● **THE TASK**:
The following data has a line with "Query: small signpost" and a line with "118, row 1379.". Write out exactly those lines and all the lines between them.

_ _ _ _ _ _ _

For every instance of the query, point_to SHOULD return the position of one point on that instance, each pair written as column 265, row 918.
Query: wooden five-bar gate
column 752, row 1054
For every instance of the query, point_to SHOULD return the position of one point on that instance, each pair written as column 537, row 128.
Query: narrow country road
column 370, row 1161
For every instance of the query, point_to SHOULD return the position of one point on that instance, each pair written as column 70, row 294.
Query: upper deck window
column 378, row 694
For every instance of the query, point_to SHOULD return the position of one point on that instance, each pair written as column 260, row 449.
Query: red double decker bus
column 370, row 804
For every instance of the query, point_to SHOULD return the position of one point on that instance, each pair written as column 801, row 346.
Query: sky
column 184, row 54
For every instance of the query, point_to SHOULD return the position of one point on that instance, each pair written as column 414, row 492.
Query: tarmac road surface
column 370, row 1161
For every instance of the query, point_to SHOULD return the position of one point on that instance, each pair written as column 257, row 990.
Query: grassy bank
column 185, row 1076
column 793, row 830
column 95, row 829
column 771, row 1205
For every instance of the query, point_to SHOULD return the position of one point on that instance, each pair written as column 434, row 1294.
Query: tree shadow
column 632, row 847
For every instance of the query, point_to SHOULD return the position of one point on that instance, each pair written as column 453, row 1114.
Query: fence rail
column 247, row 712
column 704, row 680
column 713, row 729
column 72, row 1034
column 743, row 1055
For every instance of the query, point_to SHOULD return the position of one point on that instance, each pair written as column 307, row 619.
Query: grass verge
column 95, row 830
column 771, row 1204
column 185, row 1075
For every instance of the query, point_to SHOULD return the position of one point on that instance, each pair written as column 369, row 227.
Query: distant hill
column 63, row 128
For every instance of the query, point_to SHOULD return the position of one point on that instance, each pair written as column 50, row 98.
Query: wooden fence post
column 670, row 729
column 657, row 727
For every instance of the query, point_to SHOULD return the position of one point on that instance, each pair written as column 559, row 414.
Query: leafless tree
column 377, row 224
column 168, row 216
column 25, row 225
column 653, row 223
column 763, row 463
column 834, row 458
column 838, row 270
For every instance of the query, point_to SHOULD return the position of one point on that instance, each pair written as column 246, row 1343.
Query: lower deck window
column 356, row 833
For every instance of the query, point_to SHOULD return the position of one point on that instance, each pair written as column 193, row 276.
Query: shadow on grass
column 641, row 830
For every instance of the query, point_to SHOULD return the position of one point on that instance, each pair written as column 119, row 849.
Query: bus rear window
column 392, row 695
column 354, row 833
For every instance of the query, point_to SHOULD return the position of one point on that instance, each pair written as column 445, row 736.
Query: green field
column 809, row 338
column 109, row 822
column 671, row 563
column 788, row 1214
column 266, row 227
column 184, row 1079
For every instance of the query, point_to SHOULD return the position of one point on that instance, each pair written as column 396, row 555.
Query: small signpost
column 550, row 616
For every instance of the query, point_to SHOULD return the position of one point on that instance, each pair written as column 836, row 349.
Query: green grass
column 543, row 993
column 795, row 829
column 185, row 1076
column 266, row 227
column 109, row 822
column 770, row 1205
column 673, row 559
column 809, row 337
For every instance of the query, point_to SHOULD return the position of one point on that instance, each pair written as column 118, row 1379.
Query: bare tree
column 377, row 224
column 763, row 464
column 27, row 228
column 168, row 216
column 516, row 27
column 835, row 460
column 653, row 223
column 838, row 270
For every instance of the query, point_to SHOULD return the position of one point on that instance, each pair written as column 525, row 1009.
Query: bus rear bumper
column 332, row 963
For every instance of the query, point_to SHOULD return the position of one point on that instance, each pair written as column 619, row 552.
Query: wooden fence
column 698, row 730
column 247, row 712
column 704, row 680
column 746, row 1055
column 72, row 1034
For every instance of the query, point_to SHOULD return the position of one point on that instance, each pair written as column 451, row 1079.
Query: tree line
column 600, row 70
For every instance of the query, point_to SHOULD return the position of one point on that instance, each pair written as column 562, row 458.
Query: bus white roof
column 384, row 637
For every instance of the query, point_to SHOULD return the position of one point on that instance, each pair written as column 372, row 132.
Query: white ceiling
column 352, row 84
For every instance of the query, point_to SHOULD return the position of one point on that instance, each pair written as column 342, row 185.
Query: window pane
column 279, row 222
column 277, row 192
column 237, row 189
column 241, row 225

_ _ _ _ _ _ _

● **RESPONSE BELOW**:
Query: small signpost
column 550, row 616
For every instance of the query, point_to SHOULD return the position of one point on that instance, each pair written as column 836, row 349.
Query: green grass
column 543, row 993
column 795, row 829
column 185, row 1076
column 266, row 227
column 109, row 822
column 770, row 1205
column 673, row 559
column 809, row 337
For every instance of the query, point_to SHOULD return the position of one point on that instance, each pair written as column 118, row 1379.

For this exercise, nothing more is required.